Start of Input data
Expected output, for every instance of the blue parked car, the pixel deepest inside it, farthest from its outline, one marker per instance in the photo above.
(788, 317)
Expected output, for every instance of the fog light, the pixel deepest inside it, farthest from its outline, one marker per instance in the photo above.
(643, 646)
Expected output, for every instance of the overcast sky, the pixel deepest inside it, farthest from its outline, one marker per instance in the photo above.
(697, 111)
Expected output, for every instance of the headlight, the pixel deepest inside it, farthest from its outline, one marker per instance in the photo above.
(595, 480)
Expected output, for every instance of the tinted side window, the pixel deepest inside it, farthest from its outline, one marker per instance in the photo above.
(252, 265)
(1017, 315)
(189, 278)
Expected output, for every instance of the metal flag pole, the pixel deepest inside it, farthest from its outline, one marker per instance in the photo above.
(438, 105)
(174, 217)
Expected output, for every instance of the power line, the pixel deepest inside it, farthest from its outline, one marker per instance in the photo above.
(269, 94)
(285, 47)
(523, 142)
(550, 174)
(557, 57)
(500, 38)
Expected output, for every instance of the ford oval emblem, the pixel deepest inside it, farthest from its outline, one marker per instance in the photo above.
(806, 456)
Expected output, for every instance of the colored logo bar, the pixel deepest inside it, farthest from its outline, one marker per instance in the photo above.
End of Input data
### Work item
The records above must be transcribed in full, word for word.

### Problem solution
Expected output, for every instance of the blue parked car, the pixel deepest inside it, farthest from its outline, one marker per instance in the photo above.
(788, 317)
Expected output, for every instance of the fog light, the pixel deepest inside it, farthest from its outline, one marker per instance in the photo above.
(643, 646)
Expected output, for every instance of the overcast sky, the pixel deepest inside it, farthest from its outline, one marker per instance in the photo above.
(697, 111)
Expected output, for every instance of the headlight, the pixel deepest inside it, farthest from its outline, one marker per instance in the photo above.
(595, 480)
Expected output, for every instance of the tinted side window, the pixel deepest inside it, farthest from its outline, one marker per instance in the photo above.
(252, 265)
(1017, 315)
(189, 278)
Expected output, for every instance of the metal flag pole, the pixel deepest inside it, farthest from its outline, one marker per instance in the photo above.
(438, 105)
(174, 217)
Expected output, for every instance of the power line, the pixel deepest inside it, farthest from its outline, one marker per instance in the photo above.
(269, 94)
(285, 47)
(523, 142)
(550, 174)
(557, 57)
(500, 38)
Expected output, for every instance of the ford oval emblem, the pixel deepest inside it, farthest from its outline, one marker per instance in the photo above.
(806, 456)
Expected output, for every instance of the colored logo bar, the pixel deepest inside it, farthest from its outline, one marker per instance in the photo above.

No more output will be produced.